• EXERCISE MATERIAL:
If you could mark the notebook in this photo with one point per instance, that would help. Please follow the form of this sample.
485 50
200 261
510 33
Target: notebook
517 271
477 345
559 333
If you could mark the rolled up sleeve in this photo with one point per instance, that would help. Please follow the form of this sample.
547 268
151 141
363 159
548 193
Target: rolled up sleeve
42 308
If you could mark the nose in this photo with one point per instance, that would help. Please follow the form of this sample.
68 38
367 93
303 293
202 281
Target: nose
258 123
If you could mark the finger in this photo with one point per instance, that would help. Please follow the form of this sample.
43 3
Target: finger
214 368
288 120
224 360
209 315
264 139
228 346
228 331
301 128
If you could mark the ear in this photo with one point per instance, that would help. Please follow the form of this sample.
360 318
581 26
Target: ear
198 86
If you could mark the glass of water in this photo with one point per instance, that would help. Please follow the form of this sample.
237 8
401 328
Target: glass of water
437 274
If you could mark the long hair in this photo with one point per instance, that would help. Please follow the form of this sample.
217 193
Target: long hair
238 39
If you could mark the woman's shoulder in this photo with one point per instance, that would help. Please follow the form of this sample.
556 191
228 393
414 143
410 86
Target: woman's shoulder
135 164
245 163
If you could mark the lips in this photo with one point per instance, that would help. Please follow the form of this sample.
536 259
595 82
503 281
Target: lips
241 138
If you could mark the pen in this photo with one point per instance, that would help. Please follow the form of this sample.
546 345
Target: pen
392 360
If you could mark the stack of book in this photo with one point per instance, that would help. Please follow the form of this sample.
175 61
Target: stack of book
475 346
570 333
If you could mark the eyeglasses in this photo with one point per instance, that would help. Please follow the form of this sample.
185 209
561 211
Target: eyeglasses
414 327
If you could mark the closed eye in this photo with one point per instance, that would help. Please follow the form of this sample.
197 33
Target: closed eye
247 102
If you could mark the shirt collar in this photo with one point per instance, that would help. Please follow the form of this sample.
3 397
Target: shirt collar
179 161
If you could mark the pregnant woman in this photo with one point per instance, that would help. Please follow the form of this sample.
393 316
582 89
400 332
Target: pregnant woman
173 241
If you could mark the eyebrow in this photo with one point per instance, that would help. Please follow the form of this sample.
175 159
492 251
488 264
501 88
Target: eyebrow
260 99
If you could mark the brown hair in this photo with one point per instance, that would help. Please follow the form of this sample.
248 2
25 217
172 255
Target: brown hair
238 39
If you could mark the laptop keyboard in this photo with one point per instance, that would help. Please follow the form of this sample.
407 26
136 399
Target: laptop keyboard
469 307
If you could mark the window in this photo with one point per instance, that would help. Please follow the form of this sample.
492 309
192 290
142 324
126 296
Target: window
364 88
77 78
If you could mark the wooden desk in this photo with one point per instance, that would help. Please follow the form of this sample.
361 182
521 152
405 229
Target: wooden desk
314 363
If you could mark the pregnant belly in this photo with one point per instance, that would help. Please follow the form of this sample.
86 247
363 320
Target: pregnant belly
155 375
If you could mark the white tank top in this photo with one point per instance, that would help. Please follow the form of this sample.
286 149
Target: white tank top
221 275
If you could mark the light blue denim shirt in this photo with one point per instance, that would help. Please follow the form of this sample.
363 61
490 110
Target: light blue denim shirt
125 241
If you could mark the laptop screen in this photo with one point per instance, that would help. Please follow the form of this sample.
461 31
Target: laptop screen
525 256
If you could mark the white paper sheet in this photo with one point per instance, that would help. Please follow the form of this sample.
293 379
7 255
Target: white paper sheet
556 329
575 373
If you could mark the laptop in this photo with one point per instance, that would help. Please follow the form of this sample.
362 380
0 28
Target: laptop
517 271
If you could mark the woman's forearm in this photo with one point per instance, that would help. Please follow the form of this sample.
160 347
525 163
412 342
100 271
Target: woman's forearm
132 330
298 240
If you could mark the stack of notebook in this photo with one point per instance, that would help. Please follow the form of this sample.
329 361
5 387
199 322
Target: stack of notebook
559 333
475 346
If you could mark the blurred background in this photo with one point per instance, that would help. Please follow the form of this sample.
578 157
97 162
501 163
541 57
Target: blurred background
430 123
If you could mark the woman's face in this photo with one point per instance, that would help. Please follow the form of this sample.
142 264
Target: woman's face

• WORK REQUIRED:
A word-for-word copy of the listing is the expected answer.

• RESPONSE:
If you could mark the notebook in this photo with one point per instance, that would help. Please follow the form of this sample.
485 50
200 261
510 33
Target: notebook
517 271
477 345
559 333
If you could mark the rolled up sleeve in this photo with one point per instance, that would help. Please follow the form of this sample.
547 268
151 141
363 159
548 193
Target: rolled up sleeve
42 308
If you could mark the nose in this photo with one point per instance, that would help. Please follow the form of this sample.
68 38
367 93
303 293
202 281
Target: nose
258 123
If you could mark the finger in this photo with one point per instance, that would help. Please follow the form of this sample.
43 3
Target: finger
214 368
288 120
224 360
209 315
264 139
228 346
228 331
301 128
If you could mark the ear in this photo with one point per instance, that would help. Please follow the form of this sample.
360 318
581 26
Target: ear
198 86
If you could mark the glass of water in this photo with one point per instance, that would help. Please follow the form of this sample.
237 8
401 328
Target: glass of water
437 274
If you could mark the long hair in this photo with one point per instance, that would help. Please follow the form of this sample.
217 193
Target: long hair
238 39
If you could mark the woman's shoulder in this photo with one point per instance, that would help. Please follow the form of this sample.
556 191
228 393
414 143
410 86
Target: woman's shoulder
135 164
245 163
If you could mark the lips in this photo with one point per instance, that would help. Please follow the form of this sample.
536 259
595 82
503 281
Target: lips
241 138
If you could mark the pen in this photo with one point per instance, that would help. Please follow the form of this sample.
546 345
Target: pen
392 360
If you could mark the stack of book in this photo with one point per instance, that would help. Please follow the form of this sample.
175 61
Target: stack of book
475 346
570 333
If you could mark the eyeglasses in this photo with one point per instance, that would help. Please follow the form of this sample.
185 209
561 211
Target: eyeglasses
414 327
If you could mark the closed eye in this photo with one point per instance, that would help. Please follow the form of this sample.
197 33
Target: closed eye
247 102
If you could mark the shirt collar in this photo with one point per instance, that would help. Please follow the form of this sample.
3 397
Target: shirt collar
179 161
If you could mark the pregnant woman in this photo with one point per instance, that would help. Please follow the form of this sample.
393 316
582 89
400 332
Target: pregnant woman
173 241
If you could mark the eyebrow in this photo with one point per instance, that would help. Please follow the form of this sample.
175 159
492 251
488 264
501 88
Target: eyebrow
260 99
If you could mark the brown hair in this photo with one point per instance, that would help. Please follow the form of this sample.
248 2
25 217
172 255
Target: brown hair
238 39
If you could mark the laptop keyboard in this photo with one point per instance, that would help. Please follow the form of this sample.
407 26
136 399
Target: laptop keyboard
469 307
If you could mark the window in this photo with one point per instance, that would help. Please follow the form of this sample.
492 309
192 290
142 324
126 296
Target: window
364 88
77 78
If you could mark the wooden desk in this photo with one point per instance, that would help. Please follow the form of this sample.
361 182
521 152
405 229
Target: wooden desk
314 363
If you could mark the pregnant belly in this photo with one point per instance, that would help. Please follow the form of this sample.
86 247
363 320
Target: pregnant belly
155 375
If you could mark the white tank top in this photo with one point per instance, that would help. Please follow the form of this sample.
286 149
Target: white tank top
221 275
If you could mark the light blue denim shirt in this photo with one point per instance, that would help. Please follow the form of this sample.
363 61
490 110
Target: light blue denim shirt
125 241
If you could mark the laptop screen in this photo with one point per instance, that would help. Please follow the form of this sample.
461 31
Target: laptop screen
525 256
If you could mark the white paper sheet in this photo with one point per instance, that would help. Please follow the form of this sample.
293 379
7 255
Target: white paper sheet
556 329
575 373
If you could mark the laptop in this photo with one point per instance, that would help. Please follow the form of this sample.
362 380
0 28
Target: laptop
517 271
If you could mark the woman's forearm in this photo with one point per instance, that would help. Please follow the form of this sample.
160 347
525 163
412 342
100 271
Target: woman's forearm
132 330
298 240
If you could mark the stack of notebook in this photo with one point per instance, that would help. Please follow the form of this sample.
329 361
5 387
199 322
Target: stack of notebook
559 333
475 346
If you could mark the blurred background in this photo with one point per instance, that would help. Please follow the form of this sample.
578 157
97 162
501 163
541 57
Target: blurred background
430 123
If you could mark the woman's face in this photo with one point per instance, that would help. Please follow the form of this sample.
142 264
Target: woman's face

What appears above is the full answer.